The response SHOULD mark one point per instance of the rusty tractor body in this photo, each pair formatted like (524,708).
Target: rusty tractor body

───

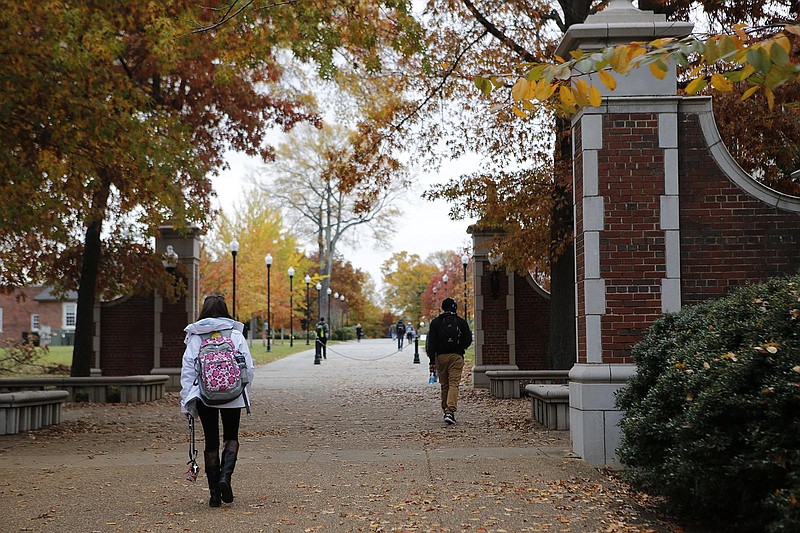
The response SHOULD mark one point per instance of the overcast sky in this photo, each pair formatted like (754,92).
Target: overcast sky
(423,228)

───

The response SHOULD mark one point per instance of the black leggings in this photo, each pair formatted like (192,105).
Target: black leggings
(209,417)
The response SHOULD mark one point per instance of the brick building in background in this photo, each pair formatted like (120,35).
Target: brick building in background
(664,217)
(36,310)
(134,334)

───

Everything above from the line containing "The response SHOULD mark one point per instance of the rusty" down to the line containing "Target: rusty tractor body" should be copied exactly, both end lines included, and nothing else.

The response SHOULD mark one point per instance of the rusty tractor body in this photo, each pair formatted like (524,708).
Target: rusty tractor body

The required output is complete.